WHAT TO PRODUCE: Every record gets copied exactly, and no picture goes with it.

========

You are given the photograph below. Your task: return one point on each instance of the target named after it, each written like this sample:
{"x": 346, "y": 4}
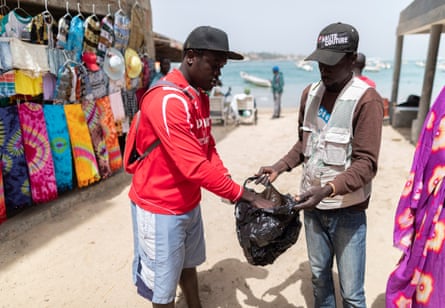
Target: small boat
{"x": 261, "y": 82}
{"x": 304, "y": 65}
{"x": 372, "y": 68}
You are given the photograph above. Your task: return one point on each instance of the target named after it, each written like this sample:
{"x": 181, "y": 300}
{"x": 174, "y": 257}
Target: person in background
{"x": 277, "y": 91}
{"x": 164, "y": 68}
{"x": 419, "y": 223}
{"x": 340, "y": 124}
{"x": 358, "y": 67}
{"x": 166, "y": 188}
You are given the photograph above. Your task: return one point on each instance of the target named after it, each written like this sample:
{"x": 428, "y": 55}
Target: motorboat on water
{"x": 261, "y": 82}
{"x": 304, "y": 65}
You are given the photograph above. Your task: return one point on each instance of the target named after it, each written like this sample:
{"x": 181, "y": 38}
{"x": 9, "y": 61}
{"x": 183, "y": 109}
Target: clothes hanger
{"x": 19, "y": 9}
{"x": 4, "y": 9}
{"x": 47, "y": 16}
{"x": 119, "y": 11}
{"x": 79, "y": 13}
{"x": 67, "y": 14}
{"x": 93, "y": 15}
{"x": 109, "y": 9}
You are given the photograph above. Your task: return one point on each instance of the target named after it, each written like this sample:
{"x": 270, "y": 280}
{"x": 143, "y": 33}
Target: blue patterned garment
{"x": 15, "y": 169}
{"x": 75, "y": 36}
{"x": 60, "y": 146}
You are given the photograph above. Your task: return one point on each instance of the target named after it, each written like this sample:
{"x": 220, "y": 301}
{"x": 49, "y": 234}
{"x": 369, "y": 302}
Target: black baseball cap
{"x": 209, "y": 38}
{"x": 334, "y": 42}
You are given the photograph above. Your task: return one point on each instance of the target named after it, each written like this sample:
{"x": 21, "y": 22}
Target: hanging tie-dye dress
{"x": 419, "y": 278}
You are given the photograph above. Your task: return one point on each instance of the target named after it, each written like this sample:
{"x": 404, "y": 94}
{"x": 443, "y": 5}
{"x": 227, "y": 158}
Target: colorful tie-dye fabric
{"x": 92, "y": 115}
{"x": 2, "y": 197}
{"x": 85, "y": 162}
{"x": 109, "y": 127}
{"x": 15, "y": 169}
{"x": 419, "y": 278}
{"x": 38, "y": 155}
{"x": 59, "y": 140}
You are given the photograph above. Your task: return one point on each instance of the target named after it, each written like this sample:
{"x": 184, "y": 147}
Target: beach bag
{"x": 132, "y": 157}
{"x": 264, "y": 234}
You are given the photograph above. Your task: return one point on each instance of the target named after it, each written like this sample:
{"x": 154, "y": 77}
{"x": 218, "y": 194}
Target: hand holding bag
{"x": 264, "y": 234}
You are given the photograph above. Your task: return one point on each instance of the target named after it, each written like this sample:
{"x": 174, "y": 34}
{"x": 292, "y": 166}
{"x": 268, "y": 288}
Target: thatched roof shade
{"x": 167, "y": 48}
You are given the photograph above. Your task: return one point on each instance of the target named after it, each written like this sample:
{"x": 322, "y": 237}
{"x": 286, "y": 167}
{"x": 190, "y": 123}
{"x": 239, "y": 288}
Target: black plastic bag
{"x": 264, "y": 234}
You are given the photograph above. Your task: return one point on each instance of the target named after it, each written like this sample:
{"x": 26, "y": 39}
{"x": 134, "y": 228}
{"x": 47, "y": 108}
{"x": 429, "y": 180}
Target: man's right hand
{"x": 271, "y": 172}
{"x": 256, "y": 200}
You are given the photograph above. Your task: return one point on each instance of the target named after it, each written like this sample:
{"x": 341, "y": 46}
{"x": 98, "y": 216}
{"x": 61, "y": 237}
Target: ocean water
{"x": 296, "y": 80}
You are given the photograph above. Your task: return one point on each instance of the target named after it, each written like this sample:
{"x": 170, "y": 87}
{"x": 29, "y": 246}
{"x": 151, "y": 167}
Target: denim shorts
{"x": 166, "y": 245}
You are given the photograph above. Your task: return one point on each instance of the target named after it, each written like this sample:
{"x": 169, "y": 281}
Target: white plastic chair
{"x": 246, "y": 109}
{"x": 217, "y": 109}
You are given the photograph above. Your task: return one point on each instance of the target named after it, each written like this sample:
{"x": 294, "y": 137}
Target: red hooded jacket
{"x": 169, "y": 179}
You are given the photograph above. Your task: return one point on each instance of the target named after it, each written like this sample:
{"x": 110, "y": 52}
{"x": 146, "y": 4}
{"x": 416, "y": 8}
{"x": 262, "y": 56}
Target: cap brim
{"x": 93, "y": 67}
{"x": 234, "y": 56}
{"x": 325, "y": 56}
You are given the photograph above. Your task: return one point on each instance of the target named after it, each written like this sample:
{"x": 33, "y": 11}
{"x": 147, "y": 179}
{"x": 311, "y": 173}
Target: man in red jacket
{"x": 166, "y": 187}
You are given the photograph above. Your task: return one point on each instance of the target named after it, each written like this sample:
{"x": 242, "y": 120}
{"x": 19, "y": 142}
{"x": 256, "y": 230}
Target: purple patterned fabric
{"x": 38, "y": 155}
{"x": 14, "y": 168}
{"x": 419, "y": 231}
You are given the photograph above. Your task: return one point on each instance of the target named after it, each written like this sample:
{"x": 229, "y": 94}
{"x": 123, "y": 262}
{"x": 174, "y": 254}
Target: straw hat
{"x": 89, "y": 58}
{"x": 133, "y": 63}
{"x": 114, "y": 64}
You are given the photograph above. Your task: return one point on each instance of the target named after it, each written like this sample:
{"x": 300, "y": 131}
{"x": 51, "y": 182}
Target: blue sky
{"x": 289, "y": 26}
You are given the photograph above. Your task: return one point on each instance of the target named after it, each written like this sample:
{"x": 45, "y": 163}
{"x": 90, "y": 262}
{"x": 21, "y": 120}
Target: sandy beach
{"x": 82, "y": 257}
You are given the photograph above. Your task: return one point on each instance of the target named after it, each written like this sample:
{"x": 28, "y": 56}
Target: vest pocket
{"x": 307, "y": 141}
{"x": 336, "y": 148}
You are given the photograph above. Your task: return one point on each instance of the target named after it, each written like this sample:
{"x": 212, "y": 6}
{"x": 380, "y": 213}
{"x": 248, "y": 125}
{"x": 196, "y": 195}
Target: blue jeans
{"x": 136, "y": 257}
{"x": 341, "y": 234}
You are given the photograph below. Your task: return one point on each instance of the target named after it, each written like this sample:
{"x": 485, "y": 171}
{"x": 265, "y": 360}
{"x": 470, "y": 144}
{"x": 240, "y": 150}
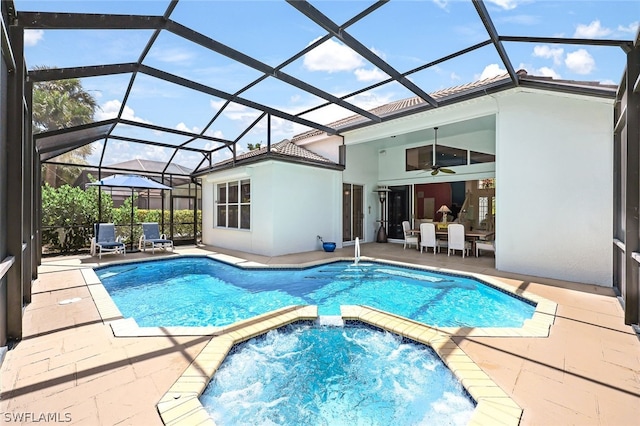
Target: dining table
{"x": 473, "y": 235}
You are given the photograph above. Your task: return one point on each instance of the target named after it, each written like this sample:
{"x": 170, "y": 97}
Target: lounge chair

========

YOUR SOLUTION:
You are given the photograph below. Your task: return one point on each instance of the target named after it, each written like this sample:
{"x": 346, "y": 4}
Target: small boat
{"x": 261, "y": 82}
{"x": 304, "y": 65}
{"x": 372, "y": 68}
You are given the photograph above. Your task: return one point on each instance of the target named after it, each written like this sample:
{"x": 181, "y": 300}
{"x": 174, "y": 257}
Target: person in background
{"x": 277, "y": 91}
{"x": 164, "y": 68}
{"x": 419, "y": 223}
{"x": 340, "y": 124}
{"x": 358, "y": 67}
{"x": 166, "y": 188}
You are given the photograph above. Your task: return one point on each instance of the target named after it, each written like this sample:
{"x": 428, "y": 55}
Target: motorboat on water
{"x": 261, "y": 82}
{"x": 304, "y": 65}
You are given the photograph above. Your task: return one point on each instance of the target named after it, each written like this sample:
{"x": 181, "y": 38}
{"x": 9, "y": 61}
{"x": 183, "y": 109}
Target: clothes hanger
{"x": 19, "y": 9}
{"x": 4, "y": 9}
{"x": 47, "y": 16}
{"x": 119, "y": 11}
{"x": 79, "y": 13}
{"x": 67, "y": 14}
{"x": 93, "y": 15}
{"x": 109, "y": 9}
You are given the photograph above. Your task: return one point on each instance of the target named after it, each written like this sample:
{"x": 270, "y": 280}
{"x": 143, "y": 33}
Target: blue patterned garment
{"x": 15, "y": 169}
{"x": 75, "y": 36}
{"x": 60, "y": 146}
You are given the photograph above. Your task: return one point on each instance of the target named after it, each written like this sample:
{"x": 220, "y": 301}
{"x": 49, "y": 234}
{"x": 369, "y": 302}
Target: black baseball cap
{"x": 209, "y": 38}
{"x": 334, "y": 42}
You are given the photograph above. Your task: return one point on each instance of the target named after it, each written like this sample:
{"x": 21, "y": 22}
Target: hanging tie-dye dress
{"x": 419, "y": 278}
You are given the photograph above. Your task: return one point on each instance of the target named after it, each written like this sample:
{"x": 404, "y": 94}
{"x": 443, "y": 5}
{"x": 227, "y": 158}
Target: colorful tie-dye fabric
{"x": 92, "y": 115}
{"x": 2, "y": 197}
{"x": 85, "y": 162}
{"x": 109, "y": 127}
{"x": 15, "y": 169}
{"x": 419, "y": 278}
{"x": 38, "y": 155}
{"x": 59, "y": 140}
You are given the photograph above. Your task: return one point on each instance of the target named after it, each written like this sample:
{"x": 184, "y": 147}
Target: beach bag
{"x": 132, "y": 157}
{"x": 264, "y": 234}
You are given the photograph above. Your task: return one point on each instance of the target named after it, each written like this sample:
{"x": 154, "y": 77}
{"x": 218, "y": 194}
Target: hand holding bag
{"x": 264, "y": 234}
You are given the photograph above. Your task: return one point on each instance of the target named after it, each written like this sample:
{"x": 174, "y": 34}
{"x": 292, "y": 166}
{"x": 268, "y": 288}
Target: thatched roof shade
{"x": 167, "y": 48}
You are given the photograph above. Your task: return one point on each instance of the target named after it, each written like this sample:
{"x": 322, "y": 237}
{"x": 286, "y": 167}
{"x": 190, "y": 123}
{"x": 239, "y": 288}
Target: black plastic bag
{"x": 264, "y": 234}
You are given the photograph above. Your task: return one point on each instance of the target named after it, each written like this sample:
{"x": 26, "y": 39}
{"x": 134, "y": 228}
{"x": 47, "y": 108}
{"x": 429, "y": 180}
Target: man's right hand
{"x": 271, "y": 172}
{"x": 256, "y": 200}
You are given the photograph above. Your task: return one point on each instance of the target named after it, each written like this sample:
{"x": 341, "y": 46}
{"x": 98, "y": 216}
{"x": 61, "y": 237}
Target: ocean water
{"x": 296, "y": 80}
You are given the photograph above. Your task: return one point on each instance of the target named after it, each written like this sample:
{"x": 170, "y": 87}
{"x": 29, "y": 246}
{"x": 151, "y": 167}
Target: denim shorts
{"x": 166, "y": 245}
You are given the photograph above. Your task: return one point on each instance of the target named after it, each written like this sample:
{"x": 169, "y": 281}
Target: white plastic chair
{"x": 246, "y": 109}
{"x": 217, "y": 109}
You are given the photograph above. Your task: return one point on each instance of the target named after it, each written like this sample:
{"x": 294, "y": 137}
Target: red hooded jacket
{"x": 169, "y": 179}
You are given the photograph above. Your task: return one point on each instance of the target named after it, each written like this sample:
{"x": 110, "y": 52}
{"x": 146, "y": 4}
{"x": 416, "y": 8}
{"x": 262, "y": 56}
Target: cap brim
{"x": 93, "y": 67}
{"x": 234, "y": 56}
{"x": 325, "y": 56}
You are given the photograph above. Your task: return one point on each instance of the target named after it, each written like this sample:
{"x": 33, "y": 11}
{"x": 147, "y": 179}
{"x": 311, "y": 173}
Target: man in red jacket
{"x": 166, "y": 187}
You are given the photograph above. Your task: return one point on each instance of the target named after it, each written like this sample:
{"x": 242, "y": 120}
{"x": 19, "y": 142}
{"x": 256, "y": 230}
Target: purple patterned fabric
{"x": 38, "y": 155}
{"x": 14, "y": 168}
{"x": 419, "y": 231}
You are given the photograph above. Your task: return one point on each instance of the target named after it, each written like this sample:
{"x": 229, "y": 94}
{"x": 123, "y": 262}
{"x": 174, "y": 254}
Target: straw hat
{"x": 89, "y": 58}
{"x": 133, "y": 63}
{"x": 114, "y": 64}
You are given the photograph above. Your task: return one point on each instance of the target named after it, each written like this sample:
{"x": 300, "y": 131}
{"x": 51, "y": 182}
Target: blue sky
{"x": 289, "y": 26}
You are given the photograph above. Your task: return one point on each instance of the target named after it, each written like this sample:
{"x": 45, "y": 163}
{"x": 90, "y": 262}
{"x": 21, "y": 120}
Target: sandy beach
{"x": 82, "y": 257}
You are given the photograph above. Your task: return one point on each instance of the target named after it, each written like this sample:
{"x": 28, "y": 56}
Target: vest pocket
{"x": 307, "y": 141}
{"x": 336, "y": 148}
You are given the photograph above. Your task: return one point on each instance of the target named after it, each written like this sample:
{"x": 212, "y": 6}
{"x": 380, "y": 213}
{"x": 248, "y": 125}
{"x": 196, "y": 195}
Target: blue jeans
{"x": 136, "y": 257}
{"x": 341, "y": 234}
You are given the photograph below. Your task: return one point on each instance of the target named after it, each written like this sample:
{"x": 485, "y": 171}
{"x": 265, "y": 360}
{"x": 470, "y": 144}
{"x": 240, "y": 150}
Target: dining table
{"x": 473, "y": 235}
You are given the photograph above. Your task: return one point on each instance of the target named after it, each written like this sample:
{"x": 170, "y": 97}
Target: lounge chair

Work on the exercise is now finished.